##### Teks Sumber #####

-->

Contoh Soal dan Pembahasan Integral Fungsi Pecah

Topik Bahasan
Tentang bagaimana cara memecah fungsi, anda sebaiknya membaca: di:  Fungsi Pecah. Berikut untuk integral fungsi pecah juga kembali harus diingat,
Rumus dasar integral dan sifat logartima natural (ln) yang harus anda kembali ingat,
 $ \int k(ax+b)^n dx = \frac{k}{a} . \frac{1}{n+1} (ax+b)^{n+1} + c $
 $ \int \frac{k}{ax+b} dx = \frac{k}{a} . \ln (ax+b)+ c $
Juga anda ingat kembali sifat logarima yang diterapkan pada logaritma natural (ln).
$ \ln a + \ln b = \ln (a.b) $
$ \ln a - \ln b = \ln \frac{a}{b} $

Contoh 1: $ \int \frac{2x + 1}{x^2 - 3x} dx = ...$
$ \int \frac{2x + 1}{x^2 - 3x} dx = \int \frac{1}{6} \left( \frac{-2}{x} + \frac{21}{x-3} \right) dx $
Pemecahan Fungsi
Faktorkan Penyebut:
$ x^2 - 3x = x(x-3) $.

#####

§ Tugas Wajib a: Tampilkan setiap baris catatan di bawah yang memuat kata "blue", dengan memperhatikan perbedaan huruf besar dan kecil.

##### Data Tercatat #####

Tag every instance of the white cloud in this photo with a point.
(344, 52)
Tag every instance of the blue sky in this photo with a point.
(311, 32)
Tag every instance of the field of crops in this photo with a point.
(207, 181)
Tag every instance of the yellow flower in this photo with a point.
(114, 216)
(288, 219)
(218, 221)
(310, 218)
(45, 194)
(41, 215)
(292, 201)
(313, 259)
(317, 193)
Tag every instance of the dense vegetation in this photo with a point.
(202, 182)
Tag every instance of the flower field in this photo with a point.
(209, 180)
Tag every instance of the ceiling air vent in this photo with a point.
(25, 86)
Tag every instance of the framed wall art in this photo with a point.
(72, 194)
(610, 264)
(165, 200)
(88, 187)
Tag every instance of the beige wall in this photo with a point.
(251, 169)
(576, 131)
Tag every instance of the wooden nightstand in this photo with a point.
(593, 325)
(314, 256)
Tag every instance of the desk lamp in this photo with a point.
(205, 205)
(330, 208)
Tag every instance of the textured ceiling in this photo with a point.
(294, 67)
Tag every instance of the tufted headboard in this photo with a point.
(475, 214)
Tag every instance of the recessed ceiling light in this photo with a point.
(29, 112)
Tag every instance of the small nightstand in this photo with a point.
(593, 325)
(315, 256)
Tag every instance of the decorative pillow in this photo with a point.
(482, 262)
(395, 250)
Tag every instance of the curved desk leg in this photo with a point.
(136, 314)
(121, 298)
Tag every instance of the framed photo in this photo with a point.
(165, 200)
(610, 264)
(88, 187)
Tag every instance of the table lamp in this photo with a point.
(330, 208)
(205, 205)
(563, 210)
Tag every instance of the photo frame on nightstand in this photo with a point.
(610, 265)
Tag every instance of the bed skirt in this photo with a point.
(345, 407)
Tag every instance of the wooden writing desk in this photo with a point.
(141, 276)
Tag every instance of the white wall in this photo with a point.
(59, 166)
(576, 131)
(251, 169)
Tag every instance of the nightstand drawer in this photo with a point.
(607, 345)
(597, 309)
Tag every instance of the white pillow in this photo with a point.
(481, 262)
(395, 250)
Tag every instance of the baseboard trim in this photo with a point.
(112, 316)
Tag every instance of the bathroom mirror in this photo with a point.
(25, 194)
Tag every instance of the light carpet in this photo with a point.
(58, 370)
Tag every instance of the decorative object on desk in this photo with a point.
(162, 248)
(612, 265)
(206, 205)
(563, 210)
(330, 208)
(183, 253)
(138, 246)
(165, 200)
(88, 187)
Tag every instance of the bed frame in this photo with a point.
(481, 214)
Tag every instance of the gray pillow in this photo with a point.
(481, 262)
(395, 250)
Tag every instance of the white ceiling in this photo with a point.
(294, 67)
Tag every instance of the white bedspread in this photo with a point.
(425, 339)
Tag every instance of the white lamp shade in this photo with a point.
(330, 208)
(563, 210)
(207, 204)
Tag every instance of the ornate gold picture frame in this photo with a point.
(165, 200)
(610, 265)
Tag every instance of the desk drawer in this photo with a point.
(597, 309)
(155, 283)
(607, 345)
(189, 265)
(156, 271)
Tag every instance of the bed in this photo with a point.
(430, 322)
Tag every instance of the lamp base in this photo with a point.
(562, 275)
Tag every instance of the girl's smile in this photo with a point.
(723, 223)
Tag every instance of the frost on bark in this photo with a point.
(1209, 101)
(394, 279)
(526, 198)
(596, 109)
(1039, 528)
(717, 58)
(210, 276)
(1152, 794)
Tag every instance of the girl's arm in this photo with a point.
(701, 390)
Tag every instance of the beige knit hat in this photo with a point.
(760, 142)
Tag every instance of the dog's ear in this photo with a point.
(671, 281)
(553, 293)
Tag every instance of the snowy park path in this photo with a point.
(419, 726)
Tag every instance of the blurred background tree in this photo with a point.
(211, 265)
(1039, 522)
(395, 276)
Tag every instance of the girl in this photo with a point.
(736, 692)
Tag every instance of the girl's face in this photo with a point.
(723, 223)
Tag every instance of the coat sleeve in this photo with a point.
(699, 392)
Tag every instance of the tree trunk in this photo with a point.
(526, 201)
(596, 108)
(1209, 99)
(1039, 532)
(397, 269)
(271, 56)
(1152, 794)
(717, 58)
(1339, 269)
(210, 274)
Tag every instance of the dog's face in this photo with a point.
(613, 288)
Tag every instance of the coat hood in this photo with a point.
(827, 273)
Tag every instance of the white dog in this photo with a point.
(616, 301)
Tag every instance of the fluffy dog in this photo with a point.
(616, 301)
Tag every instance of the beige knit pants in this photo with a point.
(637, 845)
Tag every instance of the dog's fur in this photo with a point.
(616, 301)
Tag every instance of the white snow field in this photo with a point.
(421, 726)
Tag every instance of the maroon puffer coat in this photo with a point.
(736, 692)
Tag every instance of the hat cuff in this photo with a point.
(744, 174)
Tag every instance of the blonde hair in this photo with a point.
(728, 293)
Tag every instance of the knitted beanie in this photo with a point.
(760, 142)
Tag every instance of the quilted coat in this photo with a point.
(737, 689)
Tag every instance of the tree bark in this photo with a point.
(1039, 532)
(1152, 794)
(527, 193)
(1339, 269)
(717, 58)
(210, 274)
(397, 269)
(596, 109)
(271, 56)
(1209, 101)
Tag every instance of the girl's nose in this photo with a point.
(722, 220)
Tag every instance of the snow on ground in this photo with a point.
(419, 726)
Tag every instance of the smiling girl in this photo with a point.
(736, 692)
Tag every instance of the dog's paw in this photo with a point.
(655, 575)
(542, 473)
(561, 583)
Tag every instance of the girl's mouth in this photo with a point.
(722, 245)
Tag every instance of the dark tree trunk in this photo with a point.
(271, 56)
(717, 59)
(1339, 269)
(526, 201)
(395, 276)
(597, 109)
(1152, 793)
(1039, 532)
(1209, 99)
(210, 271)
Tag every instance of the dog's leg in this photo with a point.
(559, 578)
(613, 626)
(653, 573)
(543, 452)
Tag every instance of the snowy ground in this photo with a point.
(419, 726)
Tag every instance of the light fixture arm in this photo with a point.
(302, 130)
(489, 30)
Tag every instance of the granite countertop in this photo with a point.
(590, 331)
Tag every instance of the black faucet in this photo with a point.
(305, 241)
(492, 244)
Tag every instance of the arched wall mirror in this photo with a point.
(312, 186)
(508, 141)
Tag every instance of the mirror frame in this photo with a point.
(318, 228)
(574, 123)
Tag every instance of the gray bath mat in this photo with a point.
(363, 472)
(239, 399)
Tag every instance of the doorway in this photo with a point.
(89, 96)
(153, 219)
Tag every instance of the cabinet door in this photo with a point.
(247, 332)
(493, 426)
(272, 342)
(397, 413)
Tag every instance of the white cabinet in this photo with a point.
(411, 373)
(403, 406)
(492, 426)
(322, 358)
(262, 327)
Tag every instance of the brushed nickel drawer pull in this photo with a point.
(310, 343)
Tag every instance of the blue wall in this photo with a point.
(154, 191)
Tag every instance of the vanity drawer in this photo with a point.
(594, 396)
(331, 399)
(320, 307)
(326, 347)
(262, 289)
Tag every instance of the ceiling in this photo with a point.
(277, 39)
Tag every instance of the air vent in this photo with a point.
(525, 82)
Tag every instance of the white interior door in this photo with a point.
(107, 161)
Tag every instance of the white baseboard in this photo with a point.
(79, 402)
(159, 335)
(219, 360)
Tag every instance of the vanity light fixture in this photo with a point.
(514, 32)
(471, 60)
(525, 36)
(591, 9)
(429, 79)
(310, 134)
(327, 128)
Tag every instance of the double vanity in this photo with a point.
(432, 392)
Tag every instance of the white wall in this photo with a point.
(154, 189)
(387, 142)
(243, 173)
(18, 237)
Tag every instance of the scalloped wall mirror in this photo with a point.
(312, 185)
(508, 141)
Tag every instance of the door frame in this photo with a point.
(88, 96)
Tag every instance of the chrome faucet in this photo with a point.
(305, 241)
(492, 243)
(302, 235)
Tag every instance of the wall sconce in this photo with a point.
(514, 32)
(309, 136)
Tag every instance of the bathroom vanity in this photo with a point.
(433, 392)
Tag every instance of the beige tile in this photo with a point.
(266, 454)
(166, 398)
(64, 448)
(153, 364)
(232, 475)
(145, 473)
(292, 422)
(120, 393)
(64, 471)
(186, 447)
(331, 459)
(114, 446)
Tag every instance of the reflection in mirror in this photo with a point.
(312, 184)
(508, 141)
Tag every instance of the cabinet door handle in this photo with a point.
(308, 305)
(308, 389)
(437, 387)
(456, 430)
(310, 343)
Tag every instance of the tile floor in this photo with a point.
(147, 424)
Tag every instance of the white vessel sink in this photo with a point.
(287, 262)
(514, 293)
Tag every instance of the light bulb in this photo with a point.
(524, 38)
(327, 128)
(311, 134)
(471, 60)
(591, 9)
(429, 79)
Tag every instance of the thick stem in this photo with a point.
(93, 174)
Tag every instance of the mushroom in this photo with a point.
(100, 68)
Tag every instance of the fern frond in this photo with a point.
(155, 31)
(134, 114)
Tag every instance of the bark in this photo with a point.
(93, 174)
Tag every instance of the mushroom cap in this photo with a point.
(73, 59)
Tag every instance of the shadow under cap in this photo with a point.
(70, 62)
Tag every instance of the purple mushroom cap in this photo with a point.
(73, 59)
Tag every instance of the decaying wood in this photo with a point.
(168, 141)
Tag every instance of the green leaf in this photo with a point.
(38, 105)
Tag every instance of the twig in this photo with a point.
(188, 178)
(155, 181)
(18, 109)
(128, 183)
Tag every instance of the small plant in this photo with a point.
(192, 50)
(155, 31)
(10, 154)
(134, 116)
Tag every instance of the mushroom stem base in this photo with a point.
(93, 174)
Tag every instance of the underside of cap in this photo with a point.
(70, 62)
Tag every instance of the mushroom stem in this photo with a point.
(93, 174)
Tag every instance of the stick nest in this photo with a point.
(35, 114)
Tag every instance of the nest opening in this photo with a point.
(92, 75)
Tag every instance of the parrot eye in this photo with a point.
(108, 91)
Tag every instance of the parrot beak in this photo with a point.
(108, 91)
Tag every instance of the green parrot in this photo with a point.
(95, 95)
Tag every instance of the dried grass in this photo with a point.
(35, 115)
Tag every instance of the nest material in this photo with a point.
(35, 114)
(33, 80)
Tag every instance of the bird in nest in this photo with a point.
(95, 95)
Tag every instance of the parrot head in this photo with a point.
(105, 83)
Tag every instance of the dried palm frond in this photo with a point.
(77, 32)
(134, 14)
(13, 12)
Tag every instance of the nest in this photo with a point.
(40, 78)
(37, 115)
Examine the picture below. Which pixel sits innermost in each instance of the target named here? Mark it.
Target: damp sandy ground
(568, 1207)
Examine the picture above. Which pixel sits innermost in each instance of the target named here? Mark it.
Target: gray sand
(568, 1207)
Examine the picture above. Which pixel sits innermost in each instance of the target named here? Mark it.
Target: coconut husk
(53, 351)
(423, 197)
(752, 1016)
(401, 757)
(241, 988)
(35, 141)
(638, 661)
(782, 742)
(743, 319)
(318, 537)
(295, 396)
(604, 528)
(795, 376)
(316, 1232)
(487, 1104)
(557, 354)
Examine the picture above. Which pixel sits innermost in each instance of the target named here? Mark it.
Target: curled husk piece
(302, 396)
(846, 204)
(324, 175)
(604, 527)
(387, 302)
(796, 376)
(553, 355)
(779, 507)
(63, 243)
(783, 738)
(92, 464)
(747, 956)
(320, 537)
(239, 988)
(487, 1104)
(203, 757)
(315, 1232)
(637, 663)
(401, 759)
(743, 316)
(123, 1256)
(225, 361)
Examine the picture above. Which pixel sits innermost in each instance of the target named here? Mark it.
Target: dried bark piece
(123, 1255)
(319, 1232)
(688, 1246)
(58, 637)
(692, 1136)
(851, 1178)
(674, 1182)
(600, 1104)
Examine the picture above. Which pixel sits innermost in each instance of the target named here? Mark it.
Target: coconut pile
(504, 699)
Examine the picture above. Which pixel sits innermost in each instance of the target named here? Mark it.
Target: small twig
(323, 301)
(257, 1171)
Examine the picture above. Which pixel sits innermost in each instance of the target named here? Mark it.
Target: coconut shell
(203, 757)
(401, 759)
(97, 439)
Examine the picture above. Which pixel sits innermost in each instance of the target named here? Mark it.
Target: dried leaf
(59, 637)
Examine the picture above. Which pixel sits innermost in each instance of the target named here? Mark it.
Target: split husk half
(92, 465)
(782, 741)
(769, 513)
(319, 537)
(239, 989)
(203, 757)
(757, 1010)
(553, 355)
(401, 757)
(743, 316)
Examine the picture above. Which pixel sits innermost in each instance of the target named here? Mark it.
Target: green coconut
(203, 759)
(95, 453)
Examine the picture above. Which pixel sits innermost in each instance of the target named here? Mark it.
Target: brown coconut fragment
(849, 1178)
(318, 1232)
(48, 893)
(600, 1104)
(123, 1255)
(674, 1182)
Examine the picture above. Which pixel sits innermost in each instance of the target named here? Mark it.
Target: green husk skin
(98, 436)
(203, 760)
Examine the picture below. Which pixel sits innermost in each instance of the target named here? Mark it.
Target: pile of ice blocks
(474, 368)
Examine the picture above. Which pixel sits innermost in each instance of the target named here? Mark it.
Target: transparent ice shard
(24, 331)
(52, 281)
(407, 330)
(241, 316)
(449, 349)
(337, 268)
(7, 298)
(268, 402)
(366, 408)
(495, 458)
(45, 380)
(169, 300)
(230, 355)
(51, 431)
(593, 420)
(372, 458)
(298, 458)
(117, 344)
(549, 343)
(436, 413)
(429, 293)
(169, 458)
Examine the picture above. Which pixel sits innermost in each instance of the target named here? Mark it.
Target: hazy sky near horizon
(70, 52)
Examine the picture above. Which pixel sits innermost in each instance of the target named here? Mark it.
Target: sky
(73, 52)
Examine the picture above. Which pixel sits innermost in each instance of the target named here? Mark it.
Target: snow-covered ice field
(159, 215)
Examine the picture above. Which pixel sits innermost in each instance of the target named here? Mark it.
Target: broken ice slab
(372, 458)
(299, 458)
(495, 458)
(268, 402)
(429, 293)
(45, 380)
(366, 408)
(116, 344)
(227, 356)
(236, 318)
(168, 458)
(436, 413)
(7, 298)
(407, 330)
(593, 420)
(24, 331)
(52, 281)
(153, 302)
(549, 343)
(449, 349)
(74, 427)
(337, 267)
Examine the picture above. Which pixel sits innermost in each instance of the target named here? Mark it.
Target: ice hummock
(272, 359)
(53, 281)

#####

§ Tugas Wajib b: Gandakan semua bagian teks tentang integral fungsi pecah di atas, mulai dari "Topik Bahasan" hingga "3x = x(x-3) $.".

§ Jawaban Tertulis a:
Tag every instance of the blue sky in this photo with a point.
Tag every instance of the blue wall in this photo with a point.

§ Jawaban Tertulis b:
Topik Bahasan
Tentang bagaimana cara memecah fungsi, anda sebaiknya membaca: di:  Fungsi Pecah. Berikut untuk integral fungsi pecah juga kembali harus diingat,
Rumus dasar integral dan sifat logartima natural (ln) yang harus anda kembali ingat,
 $ \int k(ax+b)^n dx = \frac{k}{a} . \frac{1}{n+1} (ax+b)^{n+1} + c $
 $ \int \frac{k}{ax+b} dx = \frac{k}{a} . \ln (ax+b)+ c $
Juga anda ingat kembali sifat logarima yang diterapkan pada logaritma natural (ln).
$ \ln a + \ln b = \ln (a.b) $
$ \ln a - \ln b = \ln \frac{a}{b} $

Contoh 1: $ \int \frac{2x + 1}{x^2 - 3x} dx = ...$
$ \int \frac{2x + 1}{x^2 - 3x} dx = \int \frac{1}{6} \left( \frac{-2}{x} + \frac{21}{x-3} \right) dx $
Pemecahan Fungsi
Faktorkan Penyebut:
$ x^2 - 3x = x(x-3) $.